*Task directions*
Pick out and copy every line of the listing below that contains the string "tail". Matching is case-sensitive.

*Task input*
☆ ☆ ☆ ☆ ☆ ☆ ☆

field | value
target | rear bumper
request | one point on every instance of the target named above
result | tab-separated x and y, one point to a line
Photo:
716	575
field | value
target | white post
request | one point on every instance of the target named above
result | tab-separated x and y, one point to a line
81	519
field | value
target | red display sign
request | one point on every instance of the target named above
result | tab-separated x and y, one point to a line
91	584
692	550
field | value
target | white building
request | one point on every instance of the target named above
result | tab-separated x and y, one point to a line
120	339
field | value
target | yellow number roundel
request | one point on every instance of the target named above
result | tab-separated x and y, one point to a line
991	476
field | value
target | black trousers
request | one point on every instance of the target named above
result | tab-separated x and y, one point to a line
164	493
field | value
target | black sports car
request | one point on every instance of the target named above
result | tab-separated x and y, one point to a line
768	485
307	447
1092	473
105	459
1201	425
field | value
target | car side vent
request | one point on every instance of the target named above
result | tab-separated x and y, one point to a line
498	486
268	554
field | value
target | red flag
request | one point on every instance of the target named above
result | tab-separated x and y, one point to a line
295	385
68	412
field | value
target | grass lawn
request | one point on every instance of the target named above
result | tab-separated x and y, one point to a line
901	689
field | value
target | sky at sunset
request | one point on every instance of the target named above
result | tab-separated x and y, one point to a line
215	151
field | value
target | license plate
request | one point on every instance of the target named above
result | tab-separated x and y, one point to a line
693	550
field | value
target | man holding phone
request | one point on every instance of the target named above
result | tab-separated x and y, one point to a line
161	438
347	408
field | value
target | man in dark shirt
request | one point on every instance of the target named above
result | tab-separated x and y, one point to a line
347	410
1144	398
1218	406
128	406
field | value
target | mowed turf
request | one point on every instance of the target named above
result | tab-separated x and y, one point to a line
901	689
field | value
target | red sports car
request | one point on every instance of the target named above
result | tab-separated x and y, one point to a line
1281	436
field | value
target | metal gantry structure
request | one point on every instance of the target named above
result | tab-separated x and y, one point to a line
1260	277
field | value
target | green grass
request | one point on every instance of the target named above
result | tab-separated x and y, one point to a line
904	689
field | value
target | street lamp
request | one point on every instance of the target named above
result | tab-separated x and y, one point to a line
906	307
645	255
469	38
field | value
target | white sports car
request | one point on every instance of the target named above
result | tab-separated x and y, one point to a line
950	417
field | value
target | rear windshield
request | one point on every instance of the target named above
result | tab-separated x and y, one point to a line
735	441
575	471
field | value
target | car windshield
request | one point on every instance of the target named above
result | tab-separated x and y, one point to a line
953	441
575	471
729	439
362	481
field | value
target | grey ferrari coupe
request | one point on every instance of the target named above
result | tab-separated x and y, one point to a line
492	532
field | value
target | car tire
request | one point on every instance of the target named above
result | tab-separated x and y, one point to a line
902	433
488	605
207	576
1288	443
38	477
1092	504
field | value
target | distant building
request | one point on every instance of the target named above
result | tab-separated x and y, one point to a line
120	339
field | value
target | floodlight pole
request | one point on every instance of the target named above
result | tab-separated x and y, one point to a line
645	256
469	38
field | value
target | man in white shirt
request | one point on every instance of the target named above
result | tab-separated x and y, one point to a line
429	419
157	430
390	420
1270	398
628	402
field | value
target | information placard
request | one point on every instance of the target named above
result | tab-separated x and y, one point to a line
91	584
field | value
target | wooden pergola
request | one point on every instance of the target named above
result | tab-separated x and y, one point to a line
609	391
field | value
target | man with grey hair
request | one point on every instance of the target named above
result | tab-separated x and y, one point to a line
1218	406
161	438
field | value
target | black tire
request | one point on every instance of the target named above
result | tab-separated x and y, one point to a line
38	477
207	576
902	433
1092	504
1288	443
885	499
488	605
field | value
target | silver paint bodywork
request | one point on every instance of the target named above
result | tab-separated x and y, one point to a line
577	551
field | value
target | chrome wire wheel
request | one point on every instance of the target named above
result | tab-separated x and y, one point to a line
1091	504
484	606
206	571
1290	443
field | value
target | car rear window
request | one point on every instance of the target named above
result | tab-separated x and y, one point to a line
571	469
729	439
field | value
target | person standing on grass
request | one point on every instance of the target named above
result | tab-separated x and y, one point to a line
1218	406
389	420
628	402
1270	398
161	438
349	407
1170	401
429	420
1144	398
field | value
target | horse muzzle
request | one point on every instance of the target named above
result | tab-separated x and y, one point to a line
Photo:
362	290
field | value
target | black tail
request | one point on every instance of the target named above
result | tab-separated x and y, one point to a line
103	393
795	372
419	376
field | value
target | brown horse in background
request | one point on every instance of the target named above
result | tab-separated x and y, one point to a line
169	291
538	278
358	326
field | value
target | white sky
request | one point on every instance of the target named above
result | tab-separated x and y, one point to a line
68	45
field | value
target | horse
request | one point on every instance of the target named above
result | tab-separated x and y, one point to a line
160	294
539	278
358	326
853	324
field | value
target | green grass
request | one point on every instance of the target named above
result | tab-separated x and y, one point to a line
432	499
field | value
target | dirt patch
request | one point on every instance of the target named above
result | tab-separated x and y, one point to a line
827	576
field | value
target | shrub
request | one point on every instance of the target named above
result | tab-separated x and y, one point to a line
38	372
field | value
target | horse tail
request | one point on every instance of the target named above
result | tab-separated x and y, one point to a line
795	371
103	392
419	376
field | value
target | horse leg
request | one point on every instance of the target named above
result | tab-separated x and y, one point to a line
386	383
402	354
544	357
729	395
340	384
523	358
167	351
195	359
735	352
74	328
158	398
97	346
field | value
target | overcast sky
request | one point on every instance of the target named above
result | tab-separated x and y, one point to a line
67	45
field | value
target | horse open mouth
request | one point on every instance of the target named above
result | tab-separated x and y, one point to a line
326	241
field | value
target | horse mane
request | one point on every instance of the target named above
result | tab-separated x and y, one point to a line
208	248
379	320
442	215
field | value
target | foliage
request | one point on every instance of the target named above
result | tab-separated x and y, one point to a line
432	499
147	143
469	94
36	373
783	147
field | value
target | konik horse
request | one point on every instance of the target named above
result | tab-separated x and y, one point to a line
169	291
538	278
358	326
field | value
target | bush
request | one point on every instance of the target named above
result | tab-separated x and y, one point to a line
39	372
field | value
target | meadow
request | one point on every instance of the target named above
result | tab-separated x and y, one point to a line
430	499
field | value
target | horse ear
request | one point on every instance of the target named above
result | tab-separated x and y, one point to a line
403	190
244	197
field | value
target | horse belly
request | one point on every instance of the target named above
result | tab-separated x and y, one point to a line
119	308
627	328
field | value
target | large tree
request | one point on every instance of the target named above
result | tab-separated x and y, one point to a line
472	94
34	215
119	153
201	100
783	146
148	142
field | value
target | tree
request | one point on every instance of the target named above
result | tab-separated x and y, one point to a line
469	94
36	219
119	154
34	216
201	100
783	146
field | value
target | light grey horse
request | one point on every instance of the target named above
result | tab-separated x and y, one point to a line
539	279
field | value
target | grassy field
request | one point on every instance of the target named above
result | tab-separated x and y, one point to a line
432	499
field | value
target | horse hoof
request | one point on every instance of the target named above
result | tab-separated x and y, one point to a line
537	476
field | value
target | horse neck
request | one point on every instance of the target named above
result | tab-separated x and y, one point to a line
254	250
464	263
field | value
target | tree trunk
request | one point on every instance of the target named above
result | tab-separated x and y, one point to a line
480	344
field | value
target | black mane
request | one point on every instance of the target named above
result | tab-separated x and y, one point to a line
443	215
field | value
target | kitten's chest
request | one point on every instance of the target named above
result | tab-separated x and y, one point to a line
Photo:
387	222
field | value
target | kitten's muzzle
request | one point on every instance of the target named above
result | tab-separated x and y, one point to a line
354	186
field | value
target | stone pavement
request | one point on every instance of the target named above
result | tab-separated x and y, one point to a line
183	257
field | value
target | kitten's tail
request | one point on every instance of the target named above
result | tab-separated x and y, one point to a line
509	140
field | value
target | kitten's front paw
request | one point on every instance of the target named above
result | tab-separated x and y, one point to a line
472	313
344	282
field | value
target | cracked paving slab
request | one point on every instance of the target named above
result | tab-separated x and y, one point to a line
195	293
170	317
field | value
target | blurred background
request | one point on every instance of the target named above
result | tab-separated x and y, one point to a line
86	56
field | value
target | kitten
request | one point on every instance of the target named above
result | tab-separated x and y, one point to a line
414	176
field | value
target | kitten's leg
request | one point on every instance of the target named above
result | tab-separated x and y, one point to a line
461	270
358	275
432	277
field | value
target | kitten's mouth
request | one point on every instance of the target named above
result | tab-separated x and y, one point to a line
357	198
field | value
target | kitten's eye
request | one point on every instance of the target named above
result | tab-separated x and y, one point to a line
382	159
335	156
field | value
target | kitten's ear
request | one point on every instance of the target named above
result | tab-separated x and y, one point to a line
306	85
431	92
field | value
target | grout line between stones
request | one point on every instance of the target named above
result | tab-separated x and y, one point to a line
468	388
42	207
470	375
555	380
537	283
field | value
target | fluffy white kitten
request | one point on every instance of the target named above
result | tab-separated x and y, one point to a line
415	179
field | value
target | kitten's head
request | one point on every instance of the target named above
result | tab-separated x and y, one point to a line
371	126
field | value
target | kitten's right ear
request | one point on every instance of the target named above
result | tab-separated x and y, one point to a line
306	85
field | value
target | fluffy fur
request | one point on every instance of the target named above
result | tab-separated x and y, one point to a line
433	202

☆ ☆ ☆ ☆ ☆ ☆ ☆

*Result of the exercise*
target | black tail
target | horse tail
target | kitten's tail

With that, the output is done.